▶ _Work order_:
After locating the line containing "Question. Place a dot on every instance of the blurred", restate that line and each one after it exactly, through the last line of the material.

******************************

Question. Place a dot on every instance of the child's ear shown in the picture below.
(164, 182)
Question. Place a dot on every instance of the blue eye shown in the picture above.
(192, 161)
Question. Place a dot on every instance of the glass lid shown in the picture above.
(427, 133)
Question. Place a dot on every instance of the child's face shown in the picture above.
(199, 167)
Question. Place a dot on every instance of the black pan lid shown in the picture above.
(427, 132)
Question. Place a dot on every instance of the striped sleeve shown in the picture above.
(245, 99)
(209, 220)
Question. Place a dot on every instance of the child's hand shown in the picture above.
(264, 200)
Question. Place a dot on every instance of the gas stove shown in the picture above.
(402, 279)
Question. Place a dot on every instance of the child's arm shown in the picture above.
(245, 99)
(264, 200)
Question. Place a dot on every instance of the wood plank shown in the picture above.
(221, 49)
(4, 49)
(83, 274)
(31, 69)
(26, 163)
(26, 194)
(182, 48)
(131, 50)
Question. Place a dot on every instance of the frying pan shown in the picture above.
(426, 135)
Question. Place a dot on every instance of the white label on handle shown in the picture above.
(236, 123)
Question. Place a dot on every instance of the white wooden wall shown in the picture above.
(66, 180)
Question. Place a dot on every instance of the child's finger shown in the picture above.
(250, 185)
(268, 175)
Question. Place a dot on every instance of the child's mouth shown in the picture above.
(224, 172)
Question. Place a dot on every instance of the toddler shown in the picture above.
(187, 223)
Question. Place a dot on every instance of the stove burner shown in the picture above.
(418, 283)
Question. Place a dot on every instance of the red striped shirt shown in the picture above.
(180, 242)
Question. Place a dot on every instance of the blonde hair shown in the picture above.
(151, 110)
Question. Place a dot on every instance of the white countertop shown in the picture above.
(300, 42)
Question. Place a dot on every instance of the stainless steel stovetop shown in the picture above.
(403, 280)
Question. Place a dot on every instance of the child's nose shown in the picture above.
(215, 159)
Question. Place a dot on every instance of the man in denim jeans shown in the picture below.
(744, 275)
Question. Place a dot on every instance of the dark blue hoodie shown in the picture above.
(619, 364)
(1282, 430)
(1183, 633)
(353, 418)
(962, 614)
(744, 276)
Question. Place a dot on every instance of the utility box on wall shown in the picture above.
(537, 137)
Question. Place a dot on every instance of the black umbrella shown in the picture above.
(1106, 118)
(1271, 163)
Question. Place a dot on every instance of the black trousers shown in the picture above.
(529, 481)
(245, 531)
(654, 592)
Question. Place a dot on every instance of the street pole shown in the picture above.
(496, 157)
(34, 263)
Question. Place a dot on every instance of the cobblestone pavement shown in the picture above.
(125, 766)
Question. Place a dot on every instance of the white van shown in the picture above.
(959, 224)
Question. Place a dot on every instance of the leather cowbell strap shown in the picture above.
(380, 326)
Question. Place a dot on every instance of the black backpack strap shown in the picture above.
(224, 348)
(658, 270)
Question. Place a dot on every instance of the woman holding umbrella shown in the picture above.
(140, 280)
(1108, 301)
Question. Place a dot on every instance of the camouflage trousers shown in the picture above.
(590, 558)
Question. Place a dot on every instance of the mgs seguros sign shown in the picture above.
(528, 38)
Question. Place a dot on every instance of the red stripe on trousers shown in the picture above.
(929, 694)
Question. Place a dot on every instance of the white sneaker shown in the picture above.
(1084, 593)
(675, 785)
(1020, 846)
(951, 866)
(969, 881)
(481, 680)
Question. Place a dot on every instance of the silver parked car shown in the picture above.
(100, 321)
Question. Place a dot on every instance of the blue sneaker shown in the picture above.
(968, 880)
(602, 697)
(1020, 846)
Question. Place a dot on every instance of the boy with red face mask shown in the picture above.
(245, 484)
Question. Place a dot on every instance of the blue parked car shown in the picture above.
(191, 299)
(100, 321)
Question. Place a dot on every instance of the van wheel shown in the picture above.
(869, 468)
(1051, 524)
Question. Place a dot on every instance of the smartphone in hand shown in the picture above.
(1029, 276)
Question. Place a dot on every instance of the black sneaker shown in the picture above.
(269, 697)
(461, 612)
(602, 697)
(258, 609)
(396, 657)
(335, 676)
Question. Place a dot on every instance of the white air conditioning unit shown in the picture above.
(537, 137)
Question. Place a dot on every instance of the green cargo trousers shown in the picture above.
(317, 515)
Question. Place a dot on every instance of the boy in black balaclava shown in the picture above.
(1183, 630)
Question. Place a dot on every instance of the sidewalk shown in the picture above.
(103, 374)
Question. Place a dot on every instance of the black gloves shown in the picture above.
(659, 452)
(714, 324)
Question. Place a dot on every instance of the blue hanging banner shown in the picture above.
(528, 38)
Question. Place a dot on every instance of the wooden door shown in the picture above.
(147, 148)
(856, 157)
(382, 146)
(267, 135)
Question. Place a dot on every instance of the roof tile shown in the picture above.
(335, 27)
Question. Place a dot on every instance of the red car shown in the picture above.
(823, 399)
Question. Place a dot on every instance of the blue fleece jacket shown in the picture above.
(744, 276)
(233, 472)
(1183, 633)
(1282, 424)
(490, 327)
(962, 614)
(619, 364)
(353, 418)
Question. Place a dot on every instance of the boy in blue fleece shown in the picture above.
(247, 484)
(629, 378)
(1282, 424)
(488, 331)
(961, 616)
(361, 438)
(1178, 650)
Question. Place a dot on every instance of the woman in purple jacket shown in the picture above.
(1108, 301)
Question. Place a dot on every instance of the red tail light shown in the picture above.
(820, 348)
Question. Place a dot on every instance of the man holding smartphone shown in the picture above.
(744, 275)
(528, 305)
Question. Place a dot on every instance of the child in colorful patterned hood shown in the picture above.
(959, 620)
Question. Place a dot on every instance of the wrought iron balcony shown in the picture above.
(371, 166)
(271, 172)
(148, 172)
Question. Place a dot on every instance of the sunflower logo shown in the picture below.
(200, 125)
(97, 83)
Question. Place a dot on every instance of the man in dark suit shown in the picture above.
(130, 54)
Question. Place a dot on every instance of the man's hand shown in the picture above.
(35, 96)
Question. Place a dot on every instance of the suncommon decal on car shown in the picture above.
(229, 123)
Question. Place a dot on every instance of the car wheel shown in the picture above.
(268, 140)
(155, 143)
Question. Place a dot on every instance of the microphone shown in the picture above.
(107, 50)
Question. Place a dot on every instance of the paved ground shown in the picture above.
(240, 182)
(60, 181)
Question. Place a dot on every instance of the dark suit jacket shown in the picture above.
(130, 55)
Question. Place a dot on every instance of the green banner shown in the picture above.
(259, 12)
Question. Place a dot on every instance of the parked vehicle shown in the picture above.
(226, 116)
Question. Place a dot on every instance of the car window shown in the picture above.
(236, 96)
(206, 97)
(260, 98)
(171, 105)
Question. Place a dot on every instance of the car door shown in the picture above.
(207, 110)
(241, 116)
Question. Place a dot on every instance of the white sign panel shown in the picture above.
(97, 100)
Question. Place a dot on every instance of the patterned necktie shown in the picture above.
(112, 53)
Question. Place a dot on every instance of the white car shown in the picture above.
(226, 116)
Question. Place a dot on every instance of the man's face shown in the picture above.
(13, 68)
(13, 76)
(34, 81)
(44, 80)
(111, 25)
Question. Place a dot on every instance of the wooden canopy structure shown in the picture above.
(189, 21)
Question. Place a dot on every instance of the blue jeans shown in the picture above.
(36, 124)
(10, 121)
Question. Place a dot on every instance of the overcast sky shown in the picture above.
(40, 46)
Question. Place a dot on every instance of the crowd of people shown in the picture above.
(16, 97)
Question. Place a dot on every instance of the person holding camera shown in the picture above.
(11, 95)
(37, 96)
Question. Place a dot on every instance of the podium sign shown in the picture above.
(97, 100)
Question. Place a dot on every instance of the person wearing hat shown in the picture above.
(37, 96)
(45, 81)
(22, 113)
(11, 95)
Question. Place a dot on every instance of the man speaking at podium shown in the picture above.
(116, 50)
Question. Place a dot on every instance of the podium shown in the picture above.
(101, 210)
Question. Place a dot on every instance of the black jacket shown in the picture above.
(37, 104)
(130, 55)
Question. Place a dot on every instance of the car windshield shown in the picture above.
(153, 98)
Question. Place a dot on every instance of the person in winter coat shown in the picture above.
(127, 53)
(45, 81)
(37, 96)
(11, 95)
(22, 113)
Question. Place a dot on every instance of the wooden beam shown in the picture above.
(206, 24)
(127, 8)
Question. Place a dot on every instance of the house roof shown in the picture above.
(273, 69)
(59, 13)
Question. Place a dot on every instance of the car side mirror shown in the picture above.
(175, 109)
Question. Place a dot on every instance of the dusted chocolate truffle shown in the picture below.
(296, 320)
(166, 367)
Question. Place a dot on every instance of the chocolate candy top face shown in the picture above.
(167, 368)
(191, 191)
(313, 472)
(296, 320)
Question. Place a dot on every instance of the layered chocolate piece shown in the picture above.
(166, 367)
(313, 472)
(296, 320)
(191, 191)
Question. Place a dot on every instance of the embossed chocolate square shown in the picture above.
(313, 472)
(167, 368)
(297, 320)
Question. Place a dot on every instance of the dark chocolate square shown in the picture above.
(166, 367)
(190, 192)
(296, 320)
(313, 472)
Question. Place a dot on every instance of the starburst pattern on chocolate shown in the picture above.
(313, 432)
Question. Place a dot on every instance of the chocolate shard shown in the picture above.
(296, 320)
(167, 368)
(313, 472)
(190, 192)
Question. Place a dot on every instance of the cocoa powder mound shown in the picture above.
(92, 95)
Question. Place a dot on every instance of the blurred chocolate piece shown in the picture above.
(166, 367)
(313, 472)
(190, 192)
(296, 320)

******************************

▶ _Solution for this task_:
Question. Place a dot on every instance of the blurred chocolate piece shown in the picture above.
(166, 367)
(313, 472)
(190, 192)
(296, 320)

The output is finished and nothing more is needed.